**TASK TO COMPLETE:** Extract the lines below and reproduce each one verbatim, omitting the pictures from your answer.

#### ENTRIES SHOWN ####

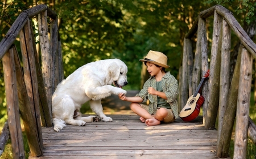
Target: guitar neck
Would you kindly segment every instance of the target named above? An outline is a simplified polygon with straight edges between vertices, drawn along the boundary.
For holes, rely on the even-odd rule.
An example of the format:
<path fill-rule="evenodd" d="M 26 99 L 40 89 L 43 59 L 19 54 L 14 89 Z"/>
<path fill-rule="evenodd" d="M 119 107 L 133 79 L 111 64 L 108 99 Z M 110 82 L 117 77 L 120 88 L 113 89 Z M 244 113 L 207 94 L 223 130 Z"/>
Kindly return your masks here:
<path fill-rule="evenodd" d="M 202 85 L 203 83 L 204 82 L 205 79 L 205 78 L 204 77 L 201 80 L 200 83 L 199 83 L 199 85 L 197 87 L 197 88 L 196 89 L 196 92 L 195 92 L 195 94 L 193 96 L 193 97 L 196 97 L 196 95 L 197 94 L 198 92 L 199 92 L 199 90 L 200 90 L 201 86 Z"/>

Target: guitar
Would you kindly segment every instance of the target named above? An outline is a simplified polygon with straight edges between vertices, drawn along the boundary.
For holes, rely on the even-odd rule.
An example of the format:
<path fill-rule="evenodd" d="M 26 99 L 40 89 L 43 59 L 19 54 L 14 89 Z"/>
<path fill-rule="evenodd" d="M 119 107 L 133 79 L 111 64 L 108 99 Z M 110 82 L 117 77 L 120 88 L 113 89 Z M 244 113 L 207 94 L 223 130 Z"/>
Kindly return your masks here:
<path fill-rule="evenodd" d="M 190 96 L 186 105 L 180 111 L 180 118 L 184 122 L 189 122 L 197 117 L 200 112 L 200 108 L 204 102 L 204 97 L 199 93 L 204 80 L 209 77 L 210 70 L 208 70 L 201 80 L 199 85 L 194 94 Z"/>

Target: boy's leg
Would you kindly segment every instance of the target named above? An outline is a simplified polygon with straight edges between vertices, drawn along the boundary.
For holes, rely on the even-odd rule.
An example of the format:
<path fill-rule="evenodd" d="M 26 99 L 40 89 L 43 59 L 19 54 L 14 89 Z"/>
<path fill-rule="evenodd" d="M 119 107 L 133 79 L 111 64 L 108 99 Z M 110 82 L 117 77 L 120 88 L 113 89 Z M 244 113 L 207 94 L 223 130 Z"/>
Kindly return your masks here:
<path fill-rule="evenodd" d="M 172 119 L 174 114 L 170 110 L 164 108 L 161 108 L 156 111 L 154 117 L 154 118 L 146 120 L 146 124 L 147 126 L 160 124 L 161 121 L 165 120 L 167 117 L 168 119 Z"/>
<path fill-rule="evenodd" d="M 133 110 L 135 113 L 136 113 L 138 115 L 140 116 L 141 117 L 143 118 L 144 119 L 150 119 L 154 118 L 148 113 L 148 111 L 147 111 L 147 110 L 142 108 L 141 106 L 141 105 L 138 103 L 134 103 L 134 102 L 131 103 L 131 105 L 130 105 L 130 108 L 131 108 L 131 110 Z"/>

####

**ANSWER BELOW:**
Target: guitar neck
Would you kindly segment every instance of the target named above? An outline is a simplified polygon with straight edges between vertices, drawn along the boundary.
For holes, rely on the even-odd rule.
An example of the format:
<path fill-rule="evenodd" d="M 26 99 L 40 89 L 43 59 L 19 54 L 14 89 Z"/>
<path fill-rule="evenodd" d="M 119 107 L 133 79 L 111 64 L 108 99 Z M 110 82 L 117 77 L 120 88 L 113 89 Z M 244 113 L 207 94 L 223 130 Z"/>
Kindly return your masks here:
<path fill-rule="evenodd" d="M 202 85 L 203 83 L 204 82 L 205 79 L 205 78 L 204 77 L 201 80 L 200 83 L 199 83 L 199 85 L 197 87 L 197 88 L 196 89 L 196 92 L 195 92 L 195 94 L 193 96 L 193 97 L 196 97 L 196 95 L 197 94 L 198 92 L 199 92 L 199 90 L 200 90 L 201 86 Z"/>

Target: guitar
Would you kindly segment every instance of the target named above? An outline is a simplified polygon with straight edges between vertices, drawn along the boundary.
For holes, rely on the even-odd rule.
An example of the format:
<path fill-rule="evenodd" d="M 26 99 L 40 89 L 43 59 L 19 54 L 14 89 Z"/>
<path fill-rule="evenodd" d="M 119 107 L 133 79 L 111 64 L 108 99 Z M 110 82 L 117 77 L 120 88 L 113 89 Z M 244 113 L 207 94 L 223 130 Z"/>
Kindly return your masks here:
<path fill-rule="evenodd" d="M 190 96 L 186 105 L 180 111 L 180 118 L 184 122 L 189 122 L 197 117 L 200 112 L 200 108 L 204 102 L 204 97 L 199 93 L 204 80 L 209 77 L 210 70 L 208 70 L 201 80 L 199 85 L 194 94 Z"/>

Target: boy's leg
Would you kindly segment every instance of the target named above? An outline is a simplified polygon with straight edges between vertices, drawn along the boundary.
For holes, rely on the even-odd rule.
An example of the format:
<path fill-rule="evenodd" d="M 26 99 L 40 89 L 43 59 L 19 54 L 14 89 Z"/>
<path fill-rule="evenodd" d="M 119 107 L 133 79 L 111 64 L 108 99 Z M 110 82 L 117 77 L 120 88 L 113 89 Z M 244 113 L 207 94 L 223 130 Z"/>
Kindly return your masks here:
<path fill-rule="evenodd" d="M 172 119 L 174 114 L 170 110 L 164 108 L 161 108 L 156 111 L 154 117 L 154 118 L 146 120 L 146 124 L 147 126 L 160 124 L 161 121 L 165 120 L 167 117 L 168 119 Z"/>
<path fill-rule="evenodd" d="M 133 110 L 135 113 L 136 113 L 138 115 L 140 116 L 141 117 L 143 118 L 144 119 L 150 119 L 154 118 L 148 113 L 148 111 L 147 111 L 147 110 L 142 108 L 141 106 L 141 105 L 138 103 L 134 103 L 134 102 L 131 103 L 131 105 L 130 105 L 130 108 L 131 108 L 131 110 Z"/>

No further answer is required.